Set out every line of the listing below as a numbered list, leaving out any blank lines.

[Dataset records]
· · ·
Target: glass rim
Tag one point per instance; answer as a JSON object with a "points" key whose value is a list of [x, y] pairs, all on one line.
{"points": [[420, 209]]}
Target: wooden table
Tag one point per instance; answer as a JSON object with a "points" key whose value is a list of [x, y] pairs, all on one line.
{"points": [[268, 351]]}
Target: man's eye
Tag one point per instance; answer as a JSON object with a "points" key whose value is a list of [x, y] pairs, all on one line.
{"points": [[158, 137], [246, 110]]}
· · ·
TASK ANSWER:
1. Target: glass rim
2. Tag one point per instance; answer as a JSON object with a "points" key whose value is a list of [x, y] pairs, all on one line.
3. {"points": [[420, 209]]}
4. Target: wooden table
5. Tag one point per instance; answer as a JSON object with a "points" key whose value is a list of [x, y] pairs, all on one line.
6. {"points": [[268, 351]]}
7. Target: man's eye
8. Tag one point per instance; answer as a JSON object with a "points" key whose value is a list of [x, y] pairs, all on one line.
9. {"points": [[158, 137], [246, 110]]}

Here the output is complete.